◆ **WHAT IS NEEDED**
Collect every line of the material that contains the word "with", and list those lines in their original order.

◆ **SOURCE DATA**

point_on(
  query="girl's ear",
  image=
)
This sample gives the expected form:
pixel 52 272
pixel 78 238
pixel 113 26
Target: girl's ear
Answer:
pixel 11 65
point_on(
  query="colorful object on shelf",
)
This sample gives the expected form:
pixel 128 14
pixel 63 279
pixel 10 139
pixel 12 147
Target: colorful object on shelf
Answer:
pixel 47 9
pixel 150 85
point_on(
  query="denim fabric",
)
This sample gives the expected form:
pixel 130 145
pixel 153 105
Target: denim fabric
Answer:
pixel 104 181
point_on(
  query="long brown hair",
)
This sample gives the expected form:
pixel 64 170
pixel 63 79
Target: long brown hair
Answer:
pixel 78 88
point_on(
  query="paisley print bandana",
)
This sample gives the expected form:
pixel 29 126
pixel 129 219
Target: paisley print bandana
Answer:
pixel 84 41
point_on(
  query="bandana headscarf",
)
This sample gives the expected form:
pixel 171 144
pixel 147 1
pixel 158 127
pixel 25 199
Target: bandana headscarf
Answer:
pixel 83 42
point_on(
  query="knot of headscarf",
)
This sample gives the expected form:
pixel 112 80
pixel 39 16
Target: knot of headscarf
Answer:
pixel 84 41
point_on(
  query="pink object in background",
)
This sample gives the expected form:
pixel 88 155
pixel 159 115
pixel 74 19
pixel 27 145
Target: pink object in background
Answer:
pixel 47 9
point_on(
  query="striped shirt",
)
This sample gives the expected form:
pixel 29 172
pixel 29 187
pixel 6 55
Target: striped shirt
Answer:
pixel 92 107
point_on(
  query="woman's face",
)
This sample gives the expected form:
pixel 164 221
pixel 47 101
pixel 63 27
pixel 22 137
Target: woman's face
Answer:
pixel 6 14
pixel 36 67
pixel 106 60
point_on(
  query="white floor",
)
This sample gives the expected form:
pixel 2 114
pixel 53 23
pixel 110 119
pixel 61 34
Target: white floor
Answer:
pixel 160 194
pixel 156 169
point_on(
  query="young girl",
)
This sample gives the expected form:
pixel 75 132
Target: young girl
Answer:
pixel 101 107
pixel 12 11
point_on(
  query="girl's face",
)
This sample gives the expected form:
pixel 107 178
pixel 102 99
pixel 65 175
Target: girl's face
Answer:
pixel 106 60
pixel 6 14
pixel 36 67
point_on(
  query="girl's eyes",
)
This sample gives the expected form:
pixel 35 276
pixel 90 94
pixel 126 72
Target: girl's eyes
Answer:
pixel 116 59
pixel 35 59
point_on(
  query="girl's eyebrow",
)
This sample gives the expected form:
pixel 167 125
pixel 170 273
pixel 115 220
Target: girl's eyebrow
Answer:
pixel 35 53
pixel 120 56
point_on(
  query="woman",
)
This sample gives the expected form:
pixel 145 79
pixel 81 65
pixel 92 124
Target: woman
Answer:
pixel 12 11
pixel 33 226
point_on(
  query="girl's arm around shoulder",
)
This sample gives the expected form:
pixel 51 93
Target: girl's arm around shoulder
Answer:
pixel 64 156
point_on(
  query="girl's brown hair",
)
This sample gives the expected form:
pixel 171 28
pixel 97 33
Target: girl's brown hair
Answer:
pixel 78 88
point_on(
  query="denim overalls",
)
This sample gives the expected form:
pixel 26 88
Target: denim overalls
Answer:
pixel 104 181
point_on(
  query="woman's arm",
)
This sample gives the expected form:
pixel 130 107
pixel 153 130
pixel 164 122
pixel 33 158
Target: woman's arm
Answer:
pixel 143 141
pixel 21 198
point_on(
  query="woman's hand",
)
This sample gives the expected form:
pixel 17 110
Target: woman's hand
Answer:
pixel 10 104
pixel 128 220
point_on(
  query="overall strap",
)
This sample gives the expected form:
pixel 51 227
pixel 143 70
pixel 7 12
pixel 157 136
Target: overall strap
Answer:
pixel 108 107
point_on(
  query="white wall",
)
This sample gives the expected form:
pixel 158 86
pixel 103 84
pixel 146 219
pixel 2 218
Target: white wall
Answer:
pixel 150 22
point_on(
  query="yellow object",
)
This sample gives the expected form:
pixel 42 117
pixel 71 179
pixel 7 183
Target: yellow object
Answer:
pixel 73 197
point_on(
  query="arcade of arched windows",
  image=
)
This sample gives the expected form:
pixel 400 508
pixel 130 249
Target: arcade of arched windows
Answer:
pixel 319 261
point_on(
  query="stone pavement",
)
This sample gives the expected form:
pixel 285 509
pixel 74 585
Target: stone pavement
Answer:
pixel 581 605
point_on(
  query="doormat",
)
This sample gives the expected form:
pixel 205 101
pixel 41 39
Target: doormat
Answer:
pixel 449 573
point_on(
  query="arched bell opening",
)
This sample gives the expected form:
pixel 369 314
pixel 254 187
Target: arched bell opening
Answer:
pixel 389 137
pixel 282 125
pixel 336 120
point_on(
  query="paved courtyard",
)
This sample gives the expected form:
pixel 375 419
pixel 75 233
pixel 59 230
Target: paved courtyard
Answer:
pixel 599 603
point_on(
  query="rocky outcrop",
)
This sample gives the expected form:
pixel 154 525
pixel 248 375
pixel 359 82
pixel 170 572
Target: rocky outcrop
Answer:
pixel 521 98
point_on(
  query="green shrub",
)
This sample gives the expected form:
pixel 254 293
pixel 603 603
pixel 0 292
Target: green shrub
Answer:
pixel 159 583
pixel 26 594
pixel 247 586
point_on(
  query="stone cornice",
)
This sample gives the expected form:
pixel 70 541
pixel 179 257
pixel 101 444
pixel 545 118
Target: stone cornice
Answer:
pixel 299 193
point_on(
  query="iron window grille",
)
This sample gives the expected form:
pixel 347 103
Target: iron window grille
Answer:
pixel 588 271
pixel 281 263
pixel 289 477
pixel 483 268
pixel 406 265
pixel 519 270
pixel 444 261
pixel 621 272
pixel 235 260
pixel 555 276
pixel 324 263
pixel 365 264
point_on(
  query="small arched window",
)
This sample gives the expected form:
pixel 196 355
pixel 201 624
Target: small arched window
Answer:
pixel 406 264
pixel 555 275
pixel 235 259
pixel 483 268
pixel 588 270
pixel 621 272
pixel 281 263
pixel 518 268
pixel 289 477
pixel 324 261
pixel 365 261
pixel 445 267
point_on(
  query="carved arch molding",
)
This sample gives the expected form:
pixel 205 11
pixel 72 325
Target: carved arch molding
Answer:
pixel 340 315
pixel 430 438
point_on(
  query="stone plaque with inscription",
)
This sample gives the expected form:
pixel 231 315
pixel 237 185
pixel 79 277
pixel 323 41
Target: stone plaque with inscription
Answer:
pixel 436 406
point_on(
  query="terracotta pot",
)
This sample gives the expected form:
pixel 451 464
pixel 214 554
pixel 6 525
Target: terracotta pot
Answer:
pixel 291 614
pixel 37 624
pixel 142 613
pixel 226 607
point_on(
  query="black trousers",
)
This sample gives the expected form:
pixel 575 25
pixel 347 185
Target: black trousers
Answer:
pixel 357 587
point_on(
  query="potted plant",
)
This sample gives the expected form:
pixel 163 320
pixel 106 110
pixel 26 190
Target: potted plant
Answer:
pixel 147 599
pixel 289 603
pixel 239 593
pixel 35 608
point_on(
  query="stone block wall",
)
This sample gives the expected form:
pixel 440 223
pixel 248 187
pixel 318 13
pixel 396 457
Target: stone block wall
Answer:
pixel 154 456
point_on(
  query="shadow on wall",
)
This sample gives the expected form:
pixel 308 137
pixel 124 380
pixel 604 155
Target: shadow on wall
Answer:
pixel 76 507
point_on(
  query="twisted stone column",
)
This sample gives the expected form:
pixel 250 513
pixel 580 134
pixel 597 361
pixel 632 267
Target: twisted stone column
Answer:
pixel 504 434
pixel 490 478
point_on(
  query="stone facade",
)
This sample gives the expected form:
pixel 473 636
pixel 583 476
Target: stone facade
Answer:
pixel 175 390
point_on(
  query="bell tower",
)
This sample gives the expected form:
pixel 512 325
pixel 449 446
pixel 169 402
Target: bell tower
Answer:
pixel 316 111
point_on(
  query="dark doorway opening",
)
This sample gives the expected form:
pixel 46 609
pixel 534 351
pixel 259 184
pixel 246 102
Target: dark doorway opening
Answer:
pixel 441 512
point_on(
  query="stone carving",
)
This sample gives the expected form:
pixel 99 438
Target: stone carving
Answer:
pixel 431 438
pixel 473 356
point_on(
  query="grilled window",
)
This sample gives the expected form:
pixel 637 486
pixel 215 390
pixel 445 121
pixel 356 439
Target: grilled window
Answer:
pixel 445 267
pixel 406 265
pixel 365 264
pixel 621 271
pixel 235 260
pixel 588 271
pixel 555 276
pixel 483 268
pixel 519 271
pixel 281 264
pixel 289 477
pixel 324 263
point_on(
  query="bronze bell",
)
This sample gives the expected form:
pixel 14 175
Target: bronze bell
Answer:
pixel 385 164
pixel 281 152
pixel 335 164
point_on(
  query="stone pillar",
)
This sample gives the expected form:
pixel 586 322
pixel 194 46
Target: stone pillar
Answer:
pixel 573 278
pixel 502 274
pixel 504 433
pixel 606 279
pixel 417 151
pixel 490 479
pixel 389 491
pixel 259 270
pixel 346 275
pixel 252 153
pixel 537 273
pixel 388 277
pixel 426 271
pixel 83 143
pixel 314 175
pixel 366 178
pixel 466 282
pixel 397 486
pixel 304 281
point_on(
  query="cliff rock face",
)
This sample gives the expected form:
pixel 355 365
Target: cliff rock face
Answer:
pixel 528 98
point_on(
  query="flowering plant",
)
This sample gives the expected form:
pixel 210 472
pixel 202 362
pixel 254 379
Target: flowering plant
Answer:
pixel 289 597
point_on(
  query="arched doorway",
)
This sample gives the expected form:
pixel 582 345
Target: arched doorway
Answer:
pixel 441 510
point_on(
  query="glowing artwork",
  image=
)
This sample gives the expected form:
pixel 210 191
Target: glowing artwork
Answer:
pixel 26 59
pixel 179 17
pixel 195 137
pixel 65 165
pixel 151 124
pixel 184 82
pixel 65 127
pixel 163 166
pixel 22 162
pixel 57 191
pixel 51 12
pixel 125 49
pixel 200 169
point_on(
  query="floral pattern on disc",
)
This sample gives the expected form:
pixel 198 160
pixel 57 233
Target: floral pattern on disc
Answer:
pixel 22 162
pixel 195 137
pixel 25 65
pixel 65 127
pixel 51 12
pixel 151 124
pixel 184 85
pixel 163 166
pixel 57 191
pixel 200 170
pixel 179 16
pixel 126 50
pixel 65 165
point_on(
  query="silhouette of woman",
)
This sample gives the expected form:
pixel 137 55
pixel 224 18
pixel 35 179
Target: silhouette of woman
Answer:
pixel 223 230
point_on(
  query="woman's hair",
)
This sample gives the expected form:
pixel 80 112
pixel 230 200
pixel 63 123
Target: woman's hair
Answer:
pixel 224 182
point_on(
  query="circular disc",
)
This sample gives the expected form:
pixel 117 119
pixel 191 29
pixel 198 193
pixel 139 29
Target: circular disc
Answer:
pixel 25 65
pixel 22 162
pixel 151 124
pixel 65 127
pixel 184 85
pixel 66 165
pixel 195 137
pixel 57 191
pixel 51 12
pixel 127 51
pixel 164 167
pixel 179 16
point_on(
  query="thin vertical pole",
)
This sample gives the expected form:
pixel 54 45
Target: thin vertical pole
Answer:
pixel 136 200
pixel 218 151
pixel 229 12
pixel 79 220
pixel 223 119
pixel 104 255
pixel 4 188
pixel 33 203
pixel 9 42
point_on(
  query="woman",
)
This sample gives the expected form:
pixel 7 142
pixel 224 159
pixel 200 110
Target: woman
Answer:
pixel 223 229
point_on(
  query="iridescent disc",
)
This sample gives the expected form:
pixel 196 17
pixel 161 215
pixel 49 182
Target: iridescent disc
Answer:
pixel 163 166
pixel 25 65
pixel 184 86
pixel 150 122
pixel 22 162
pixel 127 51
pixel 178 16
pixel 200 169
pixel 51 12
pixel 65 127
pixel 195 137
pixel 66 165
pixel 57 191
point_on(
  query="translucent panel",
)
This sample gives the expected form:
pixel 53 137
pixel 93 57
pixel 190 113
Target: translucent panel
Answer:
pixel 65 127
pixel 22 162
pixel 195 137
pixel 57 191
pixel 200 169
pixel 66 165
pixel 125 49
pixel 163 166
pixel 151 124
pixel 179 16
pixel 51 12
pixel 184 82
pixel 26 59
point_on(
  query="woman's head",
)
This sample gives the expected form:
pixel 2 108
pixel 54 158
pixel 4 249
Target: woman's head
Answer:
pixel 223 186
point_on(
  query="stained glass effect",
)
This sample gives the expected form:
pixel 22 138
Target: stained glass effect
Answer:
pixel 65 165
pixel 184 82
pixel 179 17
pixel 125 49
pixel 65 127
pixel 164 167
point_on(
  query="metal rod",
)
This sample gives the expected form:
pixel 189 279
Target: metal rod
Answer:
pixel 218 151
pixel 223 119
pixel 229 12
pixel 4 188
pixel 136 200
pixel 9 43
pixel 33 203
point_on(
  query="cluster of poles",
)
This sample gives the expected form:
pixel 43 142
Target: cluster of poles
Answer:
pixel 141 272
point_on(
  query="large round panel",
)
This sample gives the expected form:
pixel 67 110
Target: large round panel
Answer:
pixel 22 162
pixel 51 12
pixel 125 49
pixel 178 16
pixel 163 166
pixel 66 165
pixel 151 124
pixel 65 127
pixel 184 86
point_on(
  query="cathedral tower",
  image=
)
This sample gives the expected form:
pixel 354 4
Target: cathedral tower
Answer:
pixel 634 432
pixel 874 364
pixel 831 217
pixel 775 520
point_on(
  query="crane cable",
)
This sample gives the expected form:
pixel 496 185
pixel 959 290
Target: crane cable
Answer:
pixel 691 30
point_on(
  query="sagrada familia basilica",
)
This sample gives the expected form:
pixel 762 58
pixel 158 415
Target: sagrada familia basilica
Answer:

◆ **FULL OUTPUT**
  query="stone plaque with inscription",
Target: stone plaque with inscription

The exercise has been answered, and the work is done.